EXERCISE AIM
Send back the records in full, character for character.

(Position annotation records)
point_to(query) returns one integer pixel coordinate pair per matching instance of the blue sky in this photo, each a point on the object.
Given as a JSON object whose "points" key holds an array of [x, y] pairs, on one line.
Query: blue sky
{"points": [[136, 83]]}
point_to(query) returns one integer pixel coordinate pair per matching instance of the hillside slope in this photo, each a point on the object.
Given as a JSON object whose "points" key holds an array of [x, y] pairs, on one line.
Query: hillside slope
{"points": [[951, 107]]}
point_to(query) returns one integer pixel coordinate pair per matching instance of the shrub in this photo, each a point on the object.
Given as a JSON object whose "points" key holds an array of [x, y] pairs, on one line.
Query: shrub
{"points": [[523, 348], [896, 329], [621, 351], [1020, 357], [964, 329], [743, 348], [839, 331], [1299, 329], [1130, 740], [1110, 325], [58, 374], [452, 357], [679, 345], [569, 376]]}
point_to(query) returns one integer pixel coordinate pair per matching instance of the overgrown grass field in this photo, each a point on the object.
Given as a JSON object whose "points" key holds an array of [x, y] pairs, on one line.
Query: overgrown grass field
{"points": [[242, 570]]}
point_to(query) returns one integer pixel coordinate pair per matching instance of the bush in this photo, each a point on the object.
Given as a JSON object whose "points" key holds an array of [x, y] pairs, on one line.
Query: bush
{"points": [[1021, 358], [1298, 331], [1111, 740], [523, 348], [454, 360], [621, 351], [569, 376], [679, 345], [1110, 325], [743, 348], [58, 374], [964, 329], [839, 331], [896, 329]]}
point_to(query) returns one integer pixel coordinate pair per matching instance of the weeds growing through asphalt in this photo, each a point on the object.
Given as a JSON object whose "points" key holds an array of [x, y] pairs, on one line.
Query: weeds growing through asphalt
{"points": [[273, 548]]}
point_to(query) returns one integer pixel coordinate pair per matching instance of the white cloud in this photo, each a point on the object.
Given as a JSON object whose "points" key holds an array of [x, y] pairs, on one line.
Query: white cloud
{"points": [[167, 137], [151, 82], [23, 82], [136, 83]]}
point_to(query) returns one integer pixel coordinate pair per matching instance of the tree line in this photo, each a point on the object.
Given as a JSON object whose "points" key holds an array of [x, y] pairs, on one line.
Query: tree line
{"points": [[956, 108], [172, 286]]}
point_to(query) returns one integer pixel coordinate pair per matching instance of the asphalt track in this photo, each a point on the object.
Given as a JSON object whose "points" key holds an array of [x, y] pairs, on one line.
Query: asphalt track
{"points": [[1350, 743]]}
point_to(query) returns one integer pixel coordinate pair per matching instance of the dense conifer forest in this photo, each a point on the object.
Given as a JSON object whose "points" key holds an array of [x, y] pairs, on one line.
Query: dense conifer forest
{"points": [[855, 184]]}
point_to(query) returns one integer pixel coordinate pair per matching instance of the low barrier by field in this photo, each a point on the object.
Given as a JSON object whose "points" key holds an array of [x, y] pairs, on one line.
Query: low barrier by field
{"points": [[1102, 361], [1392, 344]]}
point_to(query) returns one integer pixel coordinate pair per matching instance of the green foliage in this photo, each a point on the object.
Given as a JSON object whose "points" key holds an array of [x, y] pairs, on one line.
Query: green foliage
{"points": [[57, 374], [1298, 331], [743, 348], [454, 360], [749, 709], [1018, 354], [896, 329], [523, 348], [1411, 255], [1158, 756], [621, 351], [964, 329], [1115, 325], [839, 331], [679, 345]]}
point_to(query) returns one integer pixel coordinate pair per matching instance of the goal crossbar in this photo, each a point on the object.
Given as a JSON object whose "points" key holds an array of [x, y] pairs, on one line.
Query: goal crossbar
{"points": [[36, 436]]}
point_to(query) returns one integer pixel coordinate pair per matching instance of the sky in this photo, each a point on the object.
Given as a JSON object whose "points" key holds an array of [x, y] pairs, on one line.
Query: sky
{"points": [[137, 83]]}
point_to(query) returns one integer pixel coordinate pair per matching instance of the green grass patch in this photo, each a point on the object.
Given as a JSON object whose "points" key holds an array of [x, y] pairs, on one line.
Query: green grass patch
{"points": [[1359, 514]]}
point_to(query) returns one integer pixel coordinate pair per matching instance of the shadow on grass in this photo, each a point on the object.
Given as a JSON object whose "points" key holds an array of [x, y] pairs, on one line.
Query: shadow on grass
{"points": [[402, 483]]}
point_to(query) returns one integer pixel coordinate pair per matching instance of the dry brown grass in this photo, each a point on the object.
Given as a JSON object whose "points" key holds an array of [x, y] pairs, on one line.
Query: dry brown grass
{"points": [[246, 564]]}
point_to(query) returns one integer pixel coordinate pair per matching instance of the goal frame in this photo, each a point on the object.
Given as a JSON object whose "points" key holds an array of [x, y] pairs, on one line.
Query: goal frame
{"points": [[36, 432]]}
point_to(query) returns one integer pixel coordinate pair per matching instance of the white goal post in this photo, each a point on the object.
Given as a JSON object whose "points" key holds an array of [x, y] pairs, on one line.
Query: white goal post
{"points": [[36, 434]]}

RESULT OF THIS TASK
point_to(query) returns one integer pixel coordinate pair per matching instance of the blue sky in this photo, each a point on the object.
Given as a JSON object whose "points" key holds an array of [x, y] pairs, on one line.
Query: blue sky
{"points": [[136, 83]]}
point_to(query) returns one integer pixel coordinate pair per matching instance of the hillside slope in this photo, each a point on the object.
Given as a JSON object whose "points" key holds an array of [x, y] pairs, on one line.
Query: hillside slope
{"points": [[951, 107]]}
point_to(query) returns one integer pixel coordinate pair per matching instance of the shrub in this photo, each a point on the object.
Given as a JSON object whose "points" key holds an array of [x, y] pairs, on one line.
Query: shrub
{"points": [[523, 348], [896, 329], [621, 351], [1020, 357], [964, 329], [743, 348], [839, 331], [1299, 329], [1130, 740], [1110, 325], [58, 374], [452, 357], [679, 345], [569, 376]]}
point_to(query) returns one integer pixel coordinate pair per matching instance of the overgrown grass field in this photo, each a point on the object.
Given as a JSON object whose "points" key holds an array of [x, y] pairs, on one line.
Query: overgrown grass field
{"points": [[242, 570]]}
point_to(query) returns one integer pixel coordinate pair per matching instance of the bush in this photo, each a point on the object.
Given as a JSON object whose "points" key holds an array of [x, y] pairs, on one line.
Query: bush
{"points": [[1021, 358], [1298, 331], [1111, 740], [523, 348], [454, 360], [621, 351], [569, 376], [679, 345], [1110, 325], [743, 348], [58, 374], [964, 329], [839, 331], [896, 329]]}
point_to(query) returns one integer pixel coordinate pair per matching instance of the weeds growing through asphalt in this photo, each a point on the object.
Given as a JSON object whose "points" key holds an array of [x, y] pairs, on one line.
Query: weeds growing through asphalt
{"points": [[273, 548]]}
point_to(query) returns one integer pixel coordinate pair per matching instance of the white cloud in this photo, each a point on the object.
Given as a JSON object whose "points" key holds an array of [x, y] pairs, on one line.
Query: white cloud
{"points": [[167, 137], [151, 82], [23, 82], [136, 83]]}
point_to(query) returns one integer pixel coordinate pair per matching instance of the tree line in this photo, each a point on the object.
Given as a JSON object whose "points" key holds an array of [x, y] pairs, on one line.
Query: tree line
{"points": [[956, 108], [172, 286]]}
point_to(query) returns one integer pixel coordinate pair per matching instance of the asphalt track in this photo, each a point on the object.
Given as a JSON object whose "points" key holds an array of [x, y] pairs, on one line.
Query: asphalt track
{"points": [[1350, 743]]}
point_to(query) returns one integer pixel coordinate pair per matching instance of the dense conifer forest in this photo, each a point on the object.
Given as a JSON object whose "points" key holds an array of [x, y] pairs, on one line.
Query: dense conifer forest
{"points": [[855, 184]]}
point_to(query) returns one integer pixel coordinate pair per matching instance of the low barrier by field in this photo, each a point on the object.
Given as a JSON object whose "points" key holds an array of [x, y] pairs, on one line.
Query: low barrier by field
{"points": [[1102, 361], [1392, 344]]}
point_to(query) returns one integer pixel coordinate pair per matching instance of the green foliage in this photo, each a point on the object.
Given as a JSON object whose "points" key holds an array of [x, y] pairs, on one line.
Query: green foliage
{"points": [[57, 374], [1298, 331], [743, 348], [454, 360], [749, 709], [1018, 354], [896, 329], [523, 348], [1411, 255], [1158, 756], [621, 351], [964, 329], [1115, 325], [839, 331], [679, 345]]}
point_to(query) returns one integer pixel coordinate pair per matching instance of the goal crossbar in this photo, each a point on the object.
Given as a JSON object whose "points" key holds an array of [x, y] pairs, on one line.
Query: goal crossbar
{"points": [[36, 436]]}
point_to(query) returns one integer pixel coordinate pair per matching instance of the sky in this photo, each a point on the object.
Given as a JSON object whose "points" key holds an array of [x, y] pairs, on one line.
Query: sky
{"points": [[137, 83]]}
point_to(query) returns one integer pixel coordinate pair per matching instance of the green grass patch in this photo, each a point on the object.
Given as a JSON object whose "points" key holds an array of [x, y] pairs, on one line.
Query: green grass patch
{"points": [[1359, 514]]}
point_to(query) returns one integer pixel coordinate pair per matching instance of the shadow on grass in this photo, each a point on the object.
Given as a JSON object whose "points" key holds an array of [x, y] pairs, on one line.
Query: shadow on grass
{"points": [[402, 483]]}
point_to(query) returns one integer pixel coordinate pair per matching instance of the dry brown grass in this photo, each a point on the object.
Given as a JSON object whose "points" key holds an array of [x, y] pairs, on one line.
Query: dry brown grass
{"points": [[246, 564]]}
point_to(query) returns one integer pixel coordinate pair per matching instance of the goal frame in this photo, each a point on the object.
Given as a JSON object whose "points" key holds an array of [x, y] pairs, on one line.
Query: goal frame
{"points": [[36, 432]]}
point_to(query) returns one integer pixel coordinate pair per matching instance of the white goal post in this photo, each a point on the object.
Given as a JSON object whose "points" key holds an array of [x, y] pairs, on one line.
Query: white goal post
{"points": [[36, 434]]}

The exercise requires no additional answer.